Rows from a dataset:
_ _ _ _ _
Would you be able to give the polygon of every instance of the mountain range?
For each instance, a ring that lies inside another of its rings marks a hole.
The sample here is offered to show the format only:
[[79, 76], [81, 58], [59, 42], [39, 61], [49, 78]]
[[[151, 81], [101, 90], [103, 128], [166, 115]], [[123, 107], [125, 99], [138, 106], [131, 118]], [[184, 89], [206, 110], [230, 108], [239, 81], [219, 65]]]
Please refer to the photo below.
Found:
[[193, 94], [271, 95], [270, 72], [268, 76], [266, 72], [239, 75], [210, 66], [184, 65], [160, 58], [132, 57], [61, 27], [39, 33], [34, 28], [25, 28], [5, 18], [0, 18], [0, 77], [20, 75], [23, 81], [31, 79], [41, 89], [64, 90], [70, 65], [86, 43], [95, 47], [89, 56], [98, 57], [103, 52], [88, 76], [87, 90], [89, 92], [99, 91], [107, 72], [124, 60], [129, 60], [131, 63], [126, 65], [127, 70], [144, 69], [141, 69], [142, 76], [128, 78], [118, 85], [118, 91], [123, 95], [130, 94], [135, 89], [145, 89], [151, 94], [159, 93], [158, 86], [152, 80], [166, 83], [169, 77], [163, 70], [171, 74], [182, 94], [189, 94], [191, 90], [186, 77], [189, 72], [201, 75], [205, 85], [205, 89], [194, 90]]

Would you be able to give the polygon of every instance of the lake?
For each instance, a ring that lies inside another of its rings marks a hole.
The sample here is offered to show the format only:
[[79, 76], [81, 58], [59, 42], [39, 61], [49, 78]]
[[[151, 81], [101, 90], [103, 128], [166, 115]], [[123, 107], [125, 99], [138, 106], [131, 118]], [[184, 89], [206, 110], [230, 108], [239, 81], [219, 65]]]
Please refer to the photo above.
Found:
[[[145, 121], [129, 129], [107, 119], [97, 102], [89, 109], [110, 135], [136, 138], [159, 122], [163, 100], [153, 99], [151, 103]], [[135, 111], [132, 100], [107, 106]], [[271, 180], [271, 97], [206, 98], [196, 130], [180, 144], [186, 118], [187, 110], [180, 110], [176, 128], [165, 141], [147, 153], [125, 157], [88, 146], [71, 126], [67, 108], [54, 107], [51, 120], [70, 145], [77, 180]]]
_ _ _ _ _
__Exercise goal__:
Please identify each line in the rows above that contains the word "photo", and copy those lines.

__The completed task__:
Please refer to the photo below.
Please refer to the photo above.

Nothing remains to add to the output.